▶ [Set task 1]
Reproduce without changes the lines of the records that begin with the line containing "task | indicate the fluorescent" and run through the final line of the records.

▶ [Quoted passage]

begin

Trade expansion is critical to America’s economic recovery and has enormous potential to create good jobs and generate billions of dollars in new American exports. Yet bilateral free-trade agreements with Columbia, Panama, and South Korea--negotiated and signed three years ago-- have since been languishing in Congress.

However, Connecticut can help get them approved, according to His Excellency Han Duk-soo, former prime minister of the Republic of Korea and current ambassador to the United States.

A Harvard University Ph.D. in economics, the ambassador told hundreds of businesspeople at The Connecticut Economy Conference in Rocky Hill that free trade is particularly important for small and midsized companies, because they are often shut out of foreign markets by high tariffs and other barriers.

The ambassador applauded Connecticut’s business community and Congressional members such as Sen. Joe Lieberman, who, he said, have all been instrumental in maintaining momentum for the passage of the pending trade agreements.

end

▶ [Dataset rows showing where objects appear]

begin

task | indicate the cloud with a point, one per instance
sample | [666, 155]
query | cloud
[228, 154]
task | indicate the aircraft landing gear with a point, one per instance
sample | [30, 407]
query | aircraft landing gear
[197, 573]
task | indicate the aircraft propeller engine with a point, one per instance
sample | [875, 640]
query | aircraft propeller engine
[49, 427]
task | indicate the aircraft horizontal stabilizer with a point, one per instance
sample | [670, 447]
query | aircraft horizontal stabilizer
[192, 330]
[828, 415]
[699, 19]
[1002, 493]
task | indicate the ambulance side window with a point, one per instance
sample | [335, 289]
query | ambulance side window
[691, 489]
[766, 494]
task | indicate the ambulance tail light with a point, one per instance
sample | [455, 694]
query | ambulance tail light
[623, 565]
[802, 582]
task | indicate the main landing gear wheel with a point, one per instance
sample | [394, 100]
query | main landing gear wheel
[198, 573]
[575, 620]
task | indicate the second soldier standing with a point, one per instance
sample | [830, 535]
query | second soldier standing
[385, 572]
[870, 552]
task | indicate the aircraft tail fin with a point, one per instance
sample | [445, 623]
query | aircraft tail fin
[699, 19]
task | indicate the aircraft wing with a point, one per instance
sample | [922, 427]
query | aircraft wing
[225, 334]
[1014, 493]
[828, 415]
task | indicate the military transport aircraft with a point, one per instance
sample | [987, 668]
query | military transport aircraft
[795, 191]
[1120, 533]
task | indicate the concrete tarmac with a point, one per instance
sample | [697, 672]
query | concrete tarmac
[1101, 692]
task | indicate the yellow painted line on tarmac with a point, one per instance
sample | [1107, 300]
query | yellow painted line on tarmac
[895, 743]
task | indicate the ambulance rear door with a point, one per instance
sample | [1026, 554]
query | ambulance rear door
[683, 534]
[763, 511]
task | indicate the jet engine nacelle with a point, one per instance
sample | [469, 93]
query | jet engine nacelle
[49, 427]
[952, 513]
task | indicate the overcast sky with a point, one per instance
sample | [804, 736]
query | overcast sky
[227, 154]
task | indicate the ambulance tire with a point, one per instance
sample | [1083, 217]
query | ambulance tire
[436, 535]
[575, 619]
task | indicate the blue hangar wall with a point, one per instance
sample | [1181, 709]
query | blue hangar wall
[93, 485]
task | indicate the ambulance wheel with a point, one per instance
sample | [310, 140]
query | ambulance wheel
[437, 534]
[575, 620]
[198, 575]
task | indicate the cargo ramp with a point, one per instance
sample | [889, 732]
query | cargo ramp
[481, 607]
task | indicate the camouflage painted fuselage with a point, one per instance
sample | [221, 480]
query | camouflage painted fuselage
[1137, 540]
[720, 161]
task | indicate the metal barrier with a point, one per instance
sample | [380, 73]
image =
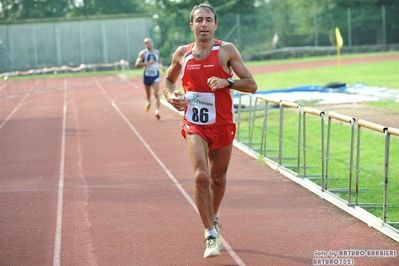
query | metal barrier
[351, 121]
[321, 114]
[281, 104]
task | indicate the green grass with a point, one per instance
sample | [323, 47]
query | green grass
[371, 164]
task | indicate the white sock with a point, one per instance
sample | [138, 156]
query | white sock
[211, 232]
[216, 217]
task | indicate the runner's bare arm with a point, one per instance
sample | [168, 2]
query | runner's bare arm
[139, 61]
[169, 86]
[231, 58]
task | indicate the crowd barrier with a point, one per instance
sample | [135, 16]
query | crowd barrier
[266, 149]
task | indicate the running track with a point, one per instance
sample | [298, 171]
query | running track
[88, 178]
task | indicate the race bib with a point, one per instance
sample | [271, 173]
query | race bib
[201, 108]
[151, 70]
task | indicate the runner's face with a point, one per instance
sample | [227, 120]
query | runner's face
[203, 24]
[148, 44]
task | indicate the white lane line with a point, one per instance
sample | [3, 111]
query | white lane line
[18, 106]
[60, 202]
[3, 86]
[227, 247]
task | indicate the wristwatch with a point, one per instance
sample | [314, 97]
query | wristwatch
[231, 82]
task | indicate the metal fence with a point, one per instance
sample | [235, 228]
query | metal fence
[26, 46]
[272, 30]
[270, 34]
[261, 128]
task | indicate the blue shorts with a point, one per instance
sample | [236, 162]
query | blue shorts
[148, 81]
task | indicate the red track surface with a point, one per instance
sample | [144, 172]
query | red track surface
[122, 179]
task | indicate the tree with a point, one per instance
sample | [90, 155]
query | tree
[28, 9]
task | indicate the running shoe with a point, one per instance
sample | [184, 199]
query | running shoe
[213, 247]
[217, 227]
[147, 106]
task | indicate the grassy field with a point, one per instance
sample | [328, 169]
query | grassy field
[371, 157]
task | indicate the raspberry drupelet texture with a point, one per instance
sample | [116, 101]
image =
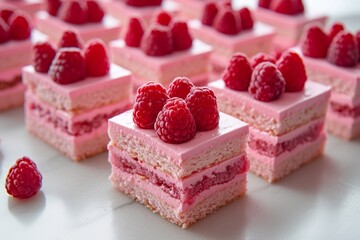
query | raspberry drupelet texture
[24, 179]
[150, 99]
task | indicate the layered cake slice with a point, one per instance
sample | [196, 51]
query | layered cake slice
[333, 59]
[286, 128]
[229, 31]
[161, 52]
[71, 95]
[87, 18]
[289, 19]
[15, 52]
[178, 159]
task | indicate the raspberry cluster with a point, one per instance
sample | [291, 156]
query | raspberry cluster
[14, 25]
[76, 11]
[264, 77]
[338, 46]
[163, 36]
[70, 63]
[176, 113]
[224, 19]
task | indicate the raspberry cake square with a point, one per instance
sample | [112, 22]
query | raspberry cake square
[15, 52]
[332, 58]
[286, 128]
[71, 95]
[87, 18]
[187, 162]
[289, 19]
[229, 31]
[159, 53]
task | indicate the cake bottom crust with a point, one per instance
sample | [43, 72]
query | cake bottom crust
[273, 170]
[233, 190]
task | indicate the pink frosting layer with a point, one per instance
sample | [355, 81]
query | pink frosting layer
[116, 76]
[282, 107]
[227, 129]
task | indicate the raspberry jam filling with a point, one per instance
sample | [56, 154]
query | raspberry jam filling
[345, 110]
[186, 195]
[271, 150]
[78, 128]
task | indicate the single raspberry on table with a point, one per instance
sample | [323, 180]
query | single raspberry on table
[343, 50]
[96, 58]
[150, 99]
[181, 37]
[293, 70]
[134, 32]
[261, 57]
[180, 87]
[157, 41]
[44, 53]
[175, 123]
[267, 83]
[202, 103]
[70, 39]
[209, 13]
[237, 74]
[314, 42]
[24, 179]
[68, 66]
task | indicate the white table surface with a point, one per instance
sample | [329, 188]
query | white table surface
[77, 201]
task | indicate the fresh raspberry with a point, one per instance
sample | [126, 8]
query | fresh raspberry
[73, 11]
[264, 3]
[175, 123]
[150, 99]
[19, 27]
[334, 30]
[24, 179]
[70, 39]
[267, 83]
[68, 66]
[209, 13]
[314, 42]
[44, 53]
[202, 103]
[157, 41]
[53, 6]
[180, 87]
[343, 50]
[162, 18]
[227, 22]
[261, 57]
[6, 13]
[95, 13]
[181, 37]
[96, 58]
[292, 68]
[134, 33]
[237, 74]
[4, 31]
[246, 19]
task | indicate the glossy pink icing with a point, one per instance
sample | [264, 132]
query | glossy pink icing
[228, 128]
[282, 107]
[116, 76]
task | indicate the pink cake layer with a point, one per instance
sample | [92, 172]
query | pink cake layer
[275, 168]
[138, 188]
[190, 63]
[108, 30]
[15, 54]
[81, 96]
[287, 113]
[226, 141]
[76, 136]
[288, 26]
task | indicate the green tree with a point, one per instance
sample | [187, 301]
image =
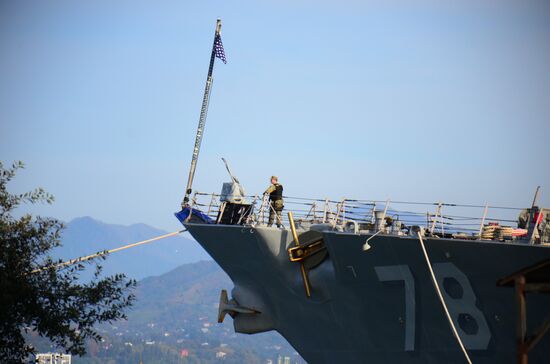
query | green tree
[37, 296]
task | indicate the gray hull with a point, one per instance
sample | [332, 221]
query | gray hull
[379, 306]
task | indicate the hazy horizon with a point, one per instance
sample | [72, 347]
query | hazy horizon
[425, 101]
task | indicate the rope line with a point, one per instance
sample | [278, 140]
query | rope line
[436, 285]
[105, 252]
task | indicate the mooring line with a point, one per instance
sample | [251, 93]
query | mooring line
[438, 290]
[105, 252]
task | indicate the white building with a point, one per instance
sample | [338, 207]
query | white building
[53, 358]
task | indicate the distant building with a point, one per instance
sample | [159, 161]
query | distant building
[53, 358]
[285, 360]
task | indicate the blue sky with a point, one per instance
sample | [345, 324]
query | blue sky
[419, 101]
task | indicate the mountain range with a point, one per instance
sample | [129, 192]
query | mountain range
[174, 317]
[85, 235]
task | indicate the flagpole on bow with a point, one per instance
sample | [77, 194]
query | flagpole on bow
[217, 51]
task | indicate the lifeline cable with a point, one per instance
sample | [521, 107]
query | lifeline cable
[105, 252]
[436, 285]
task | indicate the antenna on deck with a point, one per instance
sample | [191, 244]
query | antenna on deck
[217, 51]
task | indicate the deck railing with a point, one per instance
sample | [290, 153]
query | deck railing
[436, 218]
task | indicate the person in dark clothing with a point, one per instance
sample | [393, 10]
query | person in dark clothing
[276, 205]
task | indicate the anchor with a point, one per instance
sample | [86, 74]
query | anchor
[231, 307]
[310, 252]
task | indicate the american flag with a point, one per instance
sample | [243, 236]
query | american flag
[218, 48]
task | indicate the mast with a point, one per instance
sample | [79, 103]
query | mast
[204, 111]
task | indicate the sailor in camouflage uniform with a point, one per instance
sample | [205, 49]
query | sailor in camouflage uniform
[275, 192]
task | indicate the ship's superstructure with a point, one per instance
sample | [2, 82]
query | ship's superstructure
[363, 281]
[371, 298]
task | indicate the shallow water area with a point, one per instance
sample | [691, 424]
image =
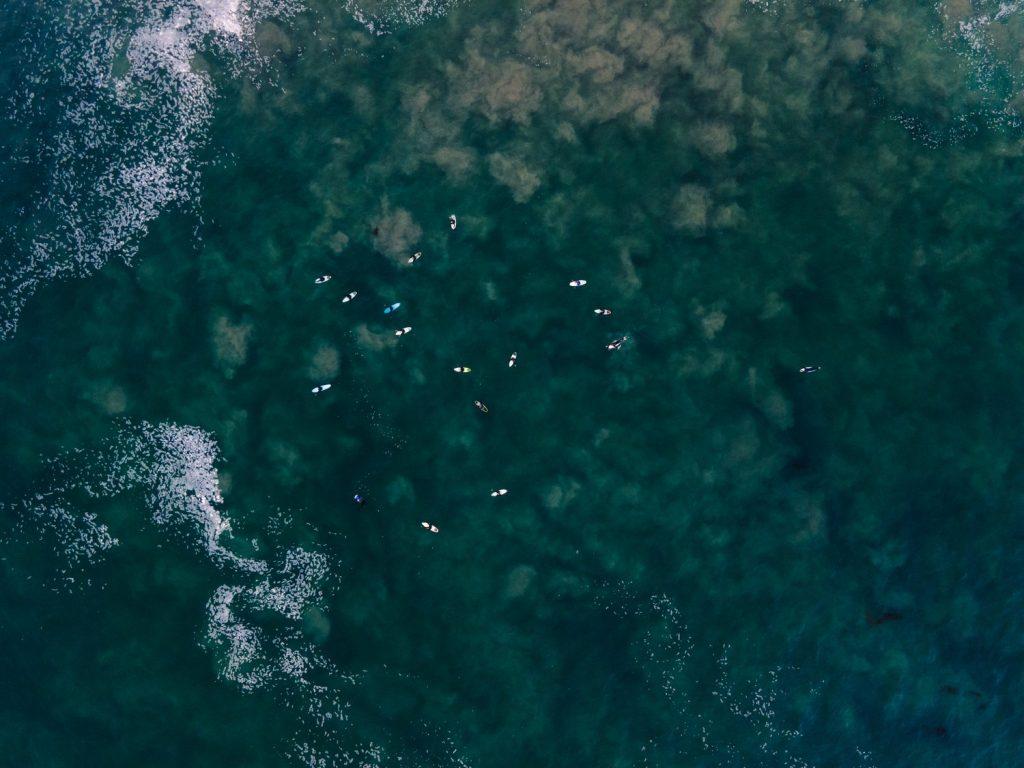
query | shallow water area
[705, 556]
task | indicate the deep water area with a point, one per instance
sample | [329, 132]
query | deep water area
[707, 557]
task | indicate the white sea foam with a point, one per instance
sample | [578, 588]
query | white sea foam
[122, 142]
[173, 465]
[385, 16]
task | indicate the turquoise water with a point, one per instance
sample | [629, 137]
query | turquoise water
[705, 558]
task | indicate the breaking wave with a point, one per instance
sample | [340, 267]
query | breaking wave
[385, 16]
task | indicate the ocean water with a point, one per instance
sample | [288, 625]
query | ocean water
[706, 558]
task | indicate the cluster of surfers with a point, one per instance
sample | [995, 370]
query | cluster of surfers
[613, 345]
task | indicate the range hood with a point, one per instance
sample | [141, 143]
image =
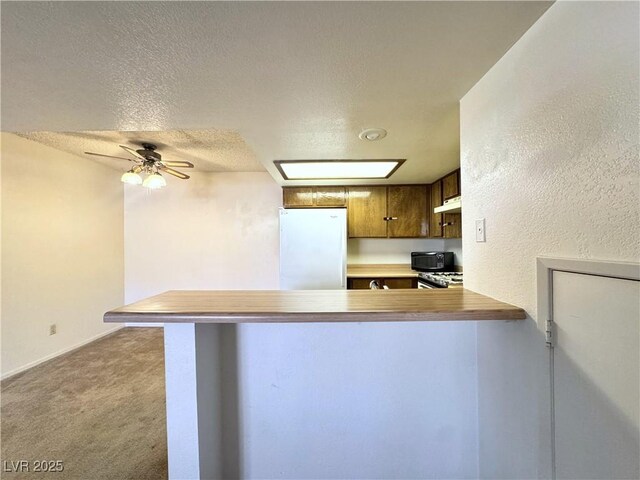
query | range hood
[453, 205]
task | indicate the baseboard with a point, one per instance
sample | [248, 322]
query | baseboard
[58, 353]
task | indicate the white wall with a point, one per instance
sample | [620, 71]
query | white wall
[306, 401]
[549, 145]
[214, 231]
[62, 251]
[398, 250]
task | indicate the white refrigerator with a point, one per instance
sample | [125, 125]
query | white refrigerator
[313, 248]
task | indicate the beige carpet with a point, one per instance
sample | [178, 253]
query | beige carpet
[99, 409]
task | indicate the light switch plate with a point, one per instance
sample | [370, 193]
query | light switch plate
[480, 234]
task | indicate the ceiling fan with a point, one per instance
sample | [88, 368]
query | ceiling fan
[149, 162]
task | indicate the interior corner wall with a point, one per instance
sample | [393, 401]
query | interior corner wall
[62, 251]
[307, 401]
[215, 231]
[549, 156]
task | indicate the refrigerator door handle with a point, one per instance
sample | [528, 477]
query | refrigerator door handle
[343, 242]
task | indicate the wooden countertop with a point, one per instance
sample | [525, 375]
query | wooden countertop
[393, 270]
[273, 306]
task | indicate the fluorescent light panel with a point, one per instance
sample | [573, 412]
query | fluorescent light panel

end

▶ [Set task 2]
Carry forward the article on the Korean ambassador's call for passing the pending free-trade agreements, starting after its last sentence.

▶ [Result 1]
task | indicate the fluorescent light panel with a point, one per instance
sample | [573, 412]
query | fluorescent light panel

▶ [Result 2]
He urged conference attendees to contact the Obama administration and continue to push for approval of the agreements.

“I ask you to accelerate your activism and lead the charge for their ratification. First, it is about jobs,” he explained, as free trade offers “one of the best opportunities to create good jobs” in America’s manufacturing and agricultural industries and financial sector.

“Second, it is about economic growth—it’s an economic stimulus package with no additional cost to taxpayers of the U.S.”

The ambassador explained that Korean tariffs as high as 8% on many of Connecticut’s exports would be eliminated under the agreements, making Connecticut companies more profitable and competitive with Japanese exporters.

“Third, it is about security and shared values.” An alliance between our two democracies, he said, would not only bolster our economies but also “promote peace and stability.”

Korea is the United States’ seventh largest trading partner, and the U.S. is Korea’s fourth largest trading partner.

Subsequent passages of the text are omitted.